TEXT SECTION:
----------------------------------------
The Lady in the Van
The longevity of this play (first performed in 1999) is more than likely due to the situation it dramatises. It depicts a kind of middle-class suburban nightmare: a homeless person, irrational, shit-smeared and endlessly importunate – plus bulky vehicle – camped in a nice, well-meaning person’s front garden and that person – that is, us – is somehow powerless to do anything about it.
But The Lady in the Van is also about Alan Bennett – and his ambivalence – as it is about Miss Shepherd, the lady in the van. As any Alan Bennett fan knows, The Lady in the Van is a ‘true story’. A 60-something woman calling herself ‘Mary Shepherd’ inveigled Mr Bennett into allowing her to park her Bedford van in his Camden Town driveway for, she said, three months. She and the van stayed fifteen years. A true story – but as told in the play, it is as ‘true’ as he tells it by way of selection, interpolation, conflation, exaggeration, invention to fill in some gaps and some shaping to give the story ‘dramatic form’ – which is what writers do – even if some feel guilty about it.
Mr Bennett puts himself as a character in his play. In fact, he is two characters, ‘A. Bennett 1’ (Daniel Frederiksen), the literal Alan Bennett, the public persona, the nice fellow who simply cannot get rid of – or cannot think of a valid reason to get rid of - the eyesore van and Miss Shepherd (Miriam Margolyes), its demanding, cantankerous, vile-smelling occupant. It’s not that he feels sorry for her, nor that allowing her to stay year after year is some act of saintly charity – it’s more ambiguous than that.
Note the title: The Lady – not the ‘woman’- in the Van. ‘Lady’ is so much more polite, nicer – and although ‘A. Bennett 1’ protests vehemently in the play, ‘I’m not nice!’ – his niceness is a crucial factor.
The less nice side of Alan Bennett – ‘A. Bennett 2’ (James Millar) – is the somewhat vampiric writer, fascinated by the situation, making notes of whatever peremptory or just crazy stuff Miss Shepherd says – as well as what Bennett 1 says, or the naïve, cliché Social Worker (Claire Healy), or the upwardly mobile couple across the road (Fiona Choi and Dalip Sondhi), or Bennett’s Mam (Jillian Murray) or, indeed, the character Bennett 2 may or may not have made up, ‘Underwood’ the blackmailer. Sometimes Bennett 1 and Bennett 2 bicker, such as when Bennett 1 is shocked at Bennett 2’s objective writer’s glee, or when Bennett 1 appears to explode in exasperation only to have Bennett 2 chide, ‘You never said that.’ And Bennett 1 replies, ‘No, but I’d have liked to…’
So, The Lady in the Van combines the social problem of the intractable, possibly mentally disturbed homeless, and the way a writer will prey upon a situation – even an impossible one – and turn it into art. It is the tension between these two elements that is the power of the play. But how well does this Melbourne Theatre Company production realise and deliver all that? Set and costume designer Alicia Clements – in collaboration with director Dean Bryant – makes what are – to me – some strange choices. Why is the upstage dominated by a high (and ominous) black brick wall, which parts to admit the van – but then allows anyone unimpeded access to the van? What is the significance of this black wall anyway? Or of the many period street lamps? Then there are the scale models of the van itself, another vehicle Miss Shepherd acquires and an ambulance, all of which run across the top of the wall. Cute, but why? Why do chairs and bits of fence trundle onto the stage and off again? This may be inventive, but it’s inapt and draws attention to the wrong places.
----------------------------------------
Dataset excerpts on object pointing:

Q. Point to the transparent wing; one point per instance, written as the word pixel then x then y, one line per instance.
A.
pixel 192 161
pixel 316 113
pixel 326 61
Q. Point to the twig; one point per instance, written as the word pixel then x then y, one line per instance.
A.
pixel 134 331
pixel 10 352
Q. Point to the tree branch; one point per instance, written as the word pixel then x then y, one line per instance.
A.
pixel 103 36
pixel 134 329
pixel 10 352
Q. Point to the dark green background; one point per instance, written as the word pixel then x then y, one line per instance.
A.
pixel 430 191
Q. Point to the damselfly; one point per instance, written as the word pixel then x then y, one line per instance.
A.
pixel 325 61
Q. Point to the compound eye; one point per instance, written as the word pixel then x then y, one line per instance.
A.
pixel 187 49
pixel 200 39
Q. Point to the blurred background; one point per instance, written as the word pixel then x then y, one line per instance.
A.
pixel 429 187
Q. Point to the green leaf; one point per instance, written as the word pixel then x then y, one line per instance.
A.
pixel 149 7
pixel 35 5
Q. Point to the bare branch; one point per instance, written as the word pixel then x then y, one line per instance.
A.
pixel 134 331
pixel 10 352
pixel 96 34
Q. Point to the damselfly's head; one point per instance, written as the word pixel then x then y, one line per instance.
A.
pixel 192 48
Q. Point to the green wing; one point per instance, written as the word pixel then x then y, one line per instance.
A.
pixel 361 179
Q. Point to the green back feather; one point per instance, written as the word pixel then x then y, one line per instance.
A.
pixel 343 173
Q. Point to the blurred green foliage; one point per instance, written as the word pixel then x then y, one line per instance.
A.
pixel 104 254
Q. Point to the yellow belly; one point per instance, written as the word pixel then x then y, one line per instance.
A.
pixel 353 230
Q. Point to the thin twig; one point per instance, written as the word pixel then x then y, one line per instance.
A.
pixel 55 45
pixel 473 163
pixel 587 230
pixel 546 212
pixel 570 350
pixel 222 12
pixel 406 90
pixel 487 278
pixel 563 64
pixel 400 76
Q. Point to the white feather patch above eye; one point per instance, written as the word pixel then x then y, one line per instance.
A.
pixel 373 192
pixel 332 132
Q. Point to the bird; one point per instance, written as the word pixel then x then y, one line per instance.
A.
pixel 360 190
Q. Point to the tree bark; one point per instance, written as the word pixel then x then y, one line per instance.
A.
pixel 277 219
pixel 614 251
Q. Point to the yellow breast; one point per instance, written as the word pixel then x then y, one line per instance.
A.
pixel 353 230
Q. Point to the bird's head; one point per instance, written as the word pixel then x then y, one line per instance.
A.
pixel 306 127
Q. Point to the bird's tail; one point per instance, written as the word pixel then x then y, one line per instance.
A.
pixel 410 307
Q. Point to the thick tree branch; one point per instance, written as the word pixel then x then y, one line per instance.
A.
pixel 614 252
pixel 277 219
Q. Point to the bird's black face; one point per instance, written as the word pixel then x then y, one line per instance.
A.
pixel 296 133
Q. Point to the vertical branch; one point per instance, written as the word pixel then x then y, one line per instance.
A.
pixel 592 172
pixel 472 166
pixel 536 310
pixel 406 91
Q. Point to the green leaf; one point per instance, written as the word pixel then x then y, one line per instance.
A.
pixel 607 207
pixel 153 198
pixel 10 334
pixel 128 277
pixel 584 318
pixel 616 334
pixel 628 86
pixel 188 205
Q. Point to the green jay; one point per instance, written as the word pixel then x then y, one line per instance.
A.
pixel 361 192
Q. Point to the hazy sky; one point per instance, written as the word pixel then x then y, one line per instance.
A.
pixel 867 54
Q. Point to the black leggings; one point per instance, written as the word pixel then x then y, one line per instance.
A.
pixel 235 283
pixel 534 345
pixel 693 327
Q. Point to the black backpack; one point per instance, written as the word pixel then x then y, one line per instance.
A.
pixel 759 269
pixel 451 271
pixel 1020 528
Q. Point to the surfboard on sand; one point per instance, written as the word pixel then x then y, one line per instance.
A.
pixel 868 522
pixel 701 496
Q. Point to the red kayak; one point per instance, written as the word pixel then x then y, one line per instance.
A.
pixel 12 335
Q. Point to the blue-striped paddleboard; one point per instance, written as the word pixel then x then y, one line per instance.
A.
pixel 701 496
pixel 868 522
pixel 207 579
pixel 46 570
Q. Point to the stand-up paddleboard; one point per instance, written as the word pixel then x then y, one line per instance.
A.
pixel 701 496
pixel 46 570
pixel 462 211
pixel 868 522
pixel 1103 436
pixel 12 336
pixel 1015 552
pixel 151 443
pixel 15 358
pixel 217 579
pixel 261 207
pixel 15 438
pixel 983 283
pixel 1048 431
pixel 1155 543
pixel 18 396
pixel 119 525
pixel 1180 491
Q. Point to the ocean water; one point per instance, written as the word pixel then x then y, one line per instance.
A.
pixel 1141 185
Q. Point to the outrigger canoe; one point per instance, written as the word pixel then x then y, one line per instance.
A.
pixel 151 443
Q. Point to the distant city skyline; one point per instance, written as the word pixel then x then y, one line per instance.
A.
----------------------------------------
PROMPT 1:
Retype the stretch of the review from "Mr Bennett puts" through "a crucial factor.".
PROMPT 2:
Based on the review, is each statement correct? (a) Miss Shepherd said she would keep her van in the driveway for three months. (b) The play was first performed in 2005. (c) Alicia Clements designed the set and costumes without the director's involvement.
Answer using only the review.

COMPLETE RESPONSE 1:
Mr Bennett puts himself as a character in his play. In fact, he is two characters, ‘A. Bennett 1’ (Daniel Frederiksen), the literal Alan Bennett, the public persona, the nice fellow who simply cannot get rid of – or cannot think of a valid reason to get rid of - the eyesore van and Miss Shepherd (Miriam Margolyes), its demanding, cantankerous, vile-smelling occupant. It’s not that he feels sorry for her, nor that allowing her to stay year after year is some act of saintly charity – it’s more ambiguous than that.
Note the title: The Lady – not the ‘woman’- in the Van. ‘Lady’ is so much more polite, nicer – and although ‘A. Bennett 1’ protests vehemently in the play, ‘I’m not nice!’ – his niceness is a crucial factor.

COMPLETE RESPONSE 2:
(a) Yes: "for, she said, three months."
(b) No: "(first performed in 1999)"
(c) No: "in collaboration with director Dean Bryant"